◆ GIVEN TASK:
Please rewrite the part of the material that opens with the line containing "Please pick out the rope" and runs through the end, keeping the requests and shifting every coordinate in the answers by -18. Leave the pictures out of your answer.

(Point-annotation data)
════════

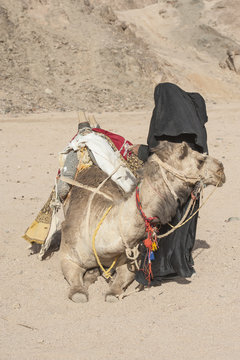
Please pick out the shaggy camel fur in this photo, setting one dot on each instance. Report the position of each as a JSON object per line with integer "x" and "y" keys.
{"x": 124, "y": 224}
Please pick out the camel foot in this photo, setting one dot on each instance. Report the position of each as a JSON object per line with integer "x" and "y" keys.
{"x": 111, "y": 298}
{"x": 79, "y": 298}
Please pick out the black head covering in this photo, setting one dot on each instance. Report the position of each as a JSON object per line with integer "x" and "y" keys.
{"x": 177, "y": 113}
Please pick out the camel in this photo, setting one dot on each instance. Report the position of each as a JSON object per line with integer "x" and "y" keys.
{"x": 160, "y": 193}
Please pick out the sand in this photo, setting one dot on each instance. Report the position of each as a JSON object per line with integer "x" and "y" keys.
{"x": 195, "y": 318}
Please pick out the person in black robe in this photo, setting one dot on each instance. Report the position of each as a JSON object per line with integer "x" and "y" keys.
{"x": 178, "y": 116}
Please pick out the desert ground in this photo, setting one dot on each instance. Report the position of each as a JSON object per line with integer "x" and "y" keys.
{"x": 188, "y": 319}
{"x": 105, "y": 57}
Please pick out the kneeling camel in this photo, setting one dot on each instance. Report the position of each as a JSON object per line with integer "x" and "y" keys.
{"x": 160, "y": 190}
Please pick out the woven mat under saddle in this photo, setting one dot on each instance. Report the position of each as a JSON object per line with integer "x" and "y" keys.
{"x": 39, "y": 229}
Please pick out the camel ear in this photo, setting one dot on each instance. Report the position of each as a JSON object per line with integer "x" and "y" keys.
{"x": 183, "y": 150}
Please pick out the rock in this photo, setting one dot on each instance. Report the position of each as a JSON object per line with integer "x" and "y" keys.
{"x": 233, "y": 218}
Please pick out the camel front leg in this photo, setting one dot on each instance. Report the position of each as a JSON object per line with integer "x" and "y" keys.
{"x": 73, "y": 273}
{"x": 123, "y": 279}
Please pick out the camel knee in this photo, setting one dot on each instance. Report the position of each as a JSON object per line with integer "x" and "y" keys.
{"x": 73, "y": 273}
{"x": 123, "y": 279}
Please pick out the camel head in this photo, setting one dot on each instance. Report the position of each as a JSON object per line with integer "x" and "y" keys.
{"x": 191, "y": 163}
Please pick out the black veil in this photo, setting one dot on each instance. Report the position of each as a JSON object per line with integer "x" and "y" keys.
{"x": 178, "y": 116}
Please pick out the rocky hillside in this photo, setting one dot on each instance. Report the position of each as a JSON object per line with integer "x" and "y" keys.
{"x": 108, "y": 55}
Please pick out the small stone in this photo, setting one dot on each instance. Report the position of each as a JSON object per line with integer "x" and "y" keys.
{"x": 17, "y": 306}
{"x": 48, "y": 91}
{"x": 232, "y": 218}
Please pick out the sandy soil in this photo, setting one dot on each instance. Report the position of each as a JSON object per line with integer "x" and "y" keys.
{"x": 195, "y": 318}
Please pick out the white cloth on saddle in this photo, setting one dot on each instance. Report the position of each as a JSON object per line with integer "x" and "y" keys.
{"x": 107, "y": 159}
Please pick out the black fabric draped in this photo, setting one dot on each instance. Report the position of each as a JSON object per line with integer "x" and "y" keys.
{"x": 178, "y": 116}
{"x": 178, "y": 113}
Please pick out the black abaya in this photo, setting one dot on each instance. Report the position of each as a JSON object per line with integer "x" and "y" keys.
{"x": 178, "y": 116}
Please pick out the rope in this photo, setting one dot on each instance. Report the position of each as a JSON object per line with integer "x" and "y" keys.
{"x": 107, "y": 273}
{"x": 183, "y": 221}
{"x": 179, "y": 174}
{"x": 131, "y": 253}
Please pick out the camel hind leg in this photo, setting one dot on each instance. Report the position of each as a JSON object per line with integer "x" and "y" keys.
{"x": 73, "y": 273}
{"x": 123, "y": 279}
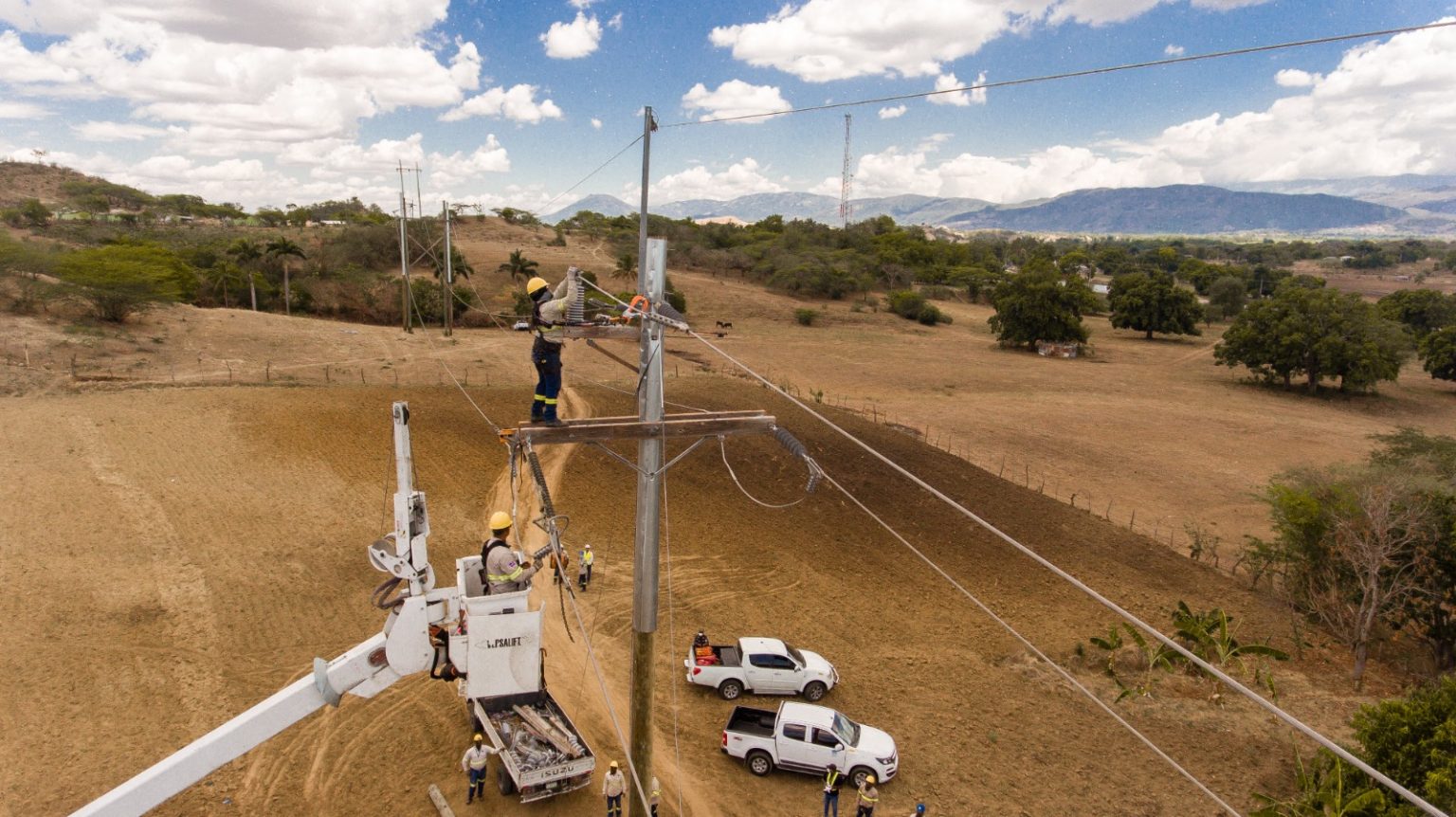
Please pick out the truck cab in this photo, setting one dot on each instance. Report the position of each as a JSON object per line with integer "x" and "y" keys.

════════

◆ RESPONSE BELOW:
Please pick out the rope in this photo, setting one dot on each instance. Report the position of each as a JSON object per line with integer "x" and "y" keys.
{"x": 89, "y": 255}
{"x": 165, "y": 203}
{"x": 161, "y": 156}
{"x": 113, "y": 235}
Please pick out the camel hind leg in this photo, setting one dot on each instance. Report the position of each as a JSON object per line with integer "x" and "y" keys.
{"x": 55, "y": 255}
{"x": 105, "y": 261}
Please pick out the truck cab in this photo, setting one dot on each instance. Report the position of each as a JSON object per line with integer "x" and "y" keys.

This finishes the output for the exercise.